* [WAS ZU TUN IST] Mach aus den Zeilen, die bei der Zeile mit „May I please request that you find the glass“ anfangen und bei der Zeile mit „30 0 177 16“ aufhören, eine Markdown-Tabelle mit den Spalten „Nr“ und „Zeile“. Beide Endzeilen gehören dazu, Leerzeilen lässt du weg.

===== DATENSÄTZE

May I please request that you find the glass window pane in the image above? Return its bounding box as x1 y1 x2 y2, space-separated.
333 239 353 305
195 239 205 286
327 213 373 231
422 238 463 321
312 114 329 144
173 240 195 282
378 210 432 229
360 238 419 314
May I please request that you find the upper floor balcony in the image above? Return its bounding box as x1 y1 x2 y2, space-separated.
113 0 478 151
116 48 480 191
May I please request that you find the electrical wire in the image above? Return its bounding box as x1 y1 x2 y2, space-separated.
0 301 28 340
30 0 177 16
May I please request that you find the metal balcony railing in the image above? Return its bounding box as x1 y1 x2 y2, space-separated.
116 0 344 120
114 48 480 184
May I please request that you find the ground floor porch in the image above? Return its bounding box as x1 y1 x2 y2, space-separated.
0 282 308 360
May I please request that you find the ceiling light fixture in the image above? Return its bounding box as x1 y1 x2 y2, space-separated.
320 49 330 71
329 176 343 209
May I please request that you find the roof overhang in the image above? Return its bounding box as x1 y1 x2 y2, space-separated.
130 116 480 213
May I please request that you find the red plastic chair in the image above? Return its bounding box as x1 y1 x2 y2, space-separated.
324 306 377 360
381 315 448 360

==========
===== DATENSÄTZE

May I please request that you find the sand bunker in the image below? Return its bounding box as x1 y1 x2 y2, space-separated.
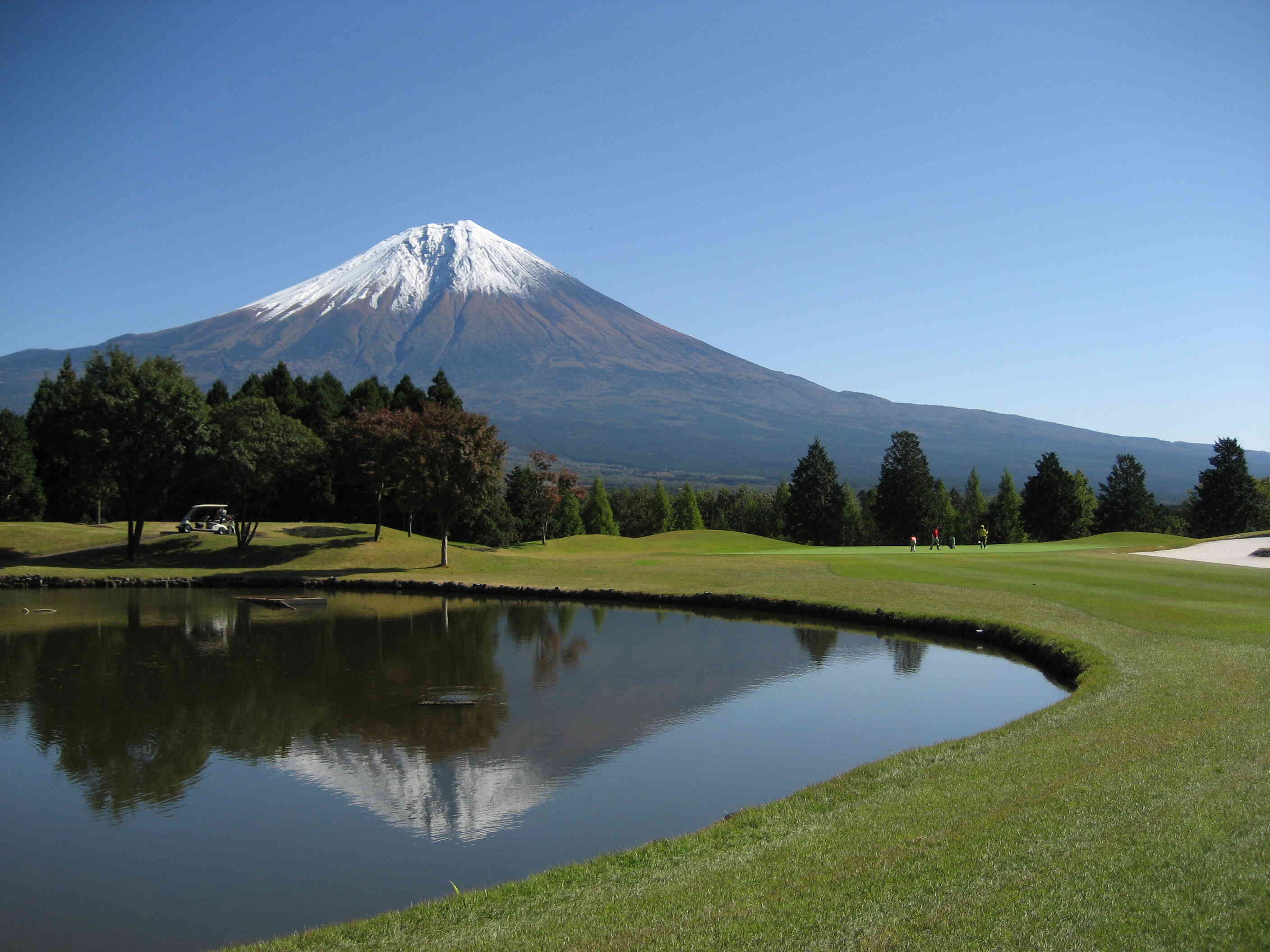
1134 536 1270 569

==========

* [SCHRIFTLICHE ANTWORT]
| Nr | Zeile |
|---|---|
| 1 | May I please request that you find the glass window pane in the image above? Return its bounding box as x1 y1 x2 y2, space-separated. |
| 2 | 333 239 353 305 |
| 3 | 195 239 205 286 |
| 4 | 327 213 373 231 |
| 5 | 422 238 463 321 |
| 6 | 312 114 329 144 |
| 7 | 173 240 195 282 |
| 8 | 378 210 432 229 |
| 9 | 360 238 419 314 |
| 10 | May I please request that you find the upper floor balcony in the image above? Return its bounding box as x1 y1 x2 y2, space-separated. |
| 11 | 113 0 478 151 |
| 12 | 116 48 480 191 |
| 13 | May I please request that you find the electrical wire in the image above? Return its bounding box as x1 y1 x2 y2, space-separated. |
| 14 | 0 301 28 340 |
| 15 | 30 0 177 16 |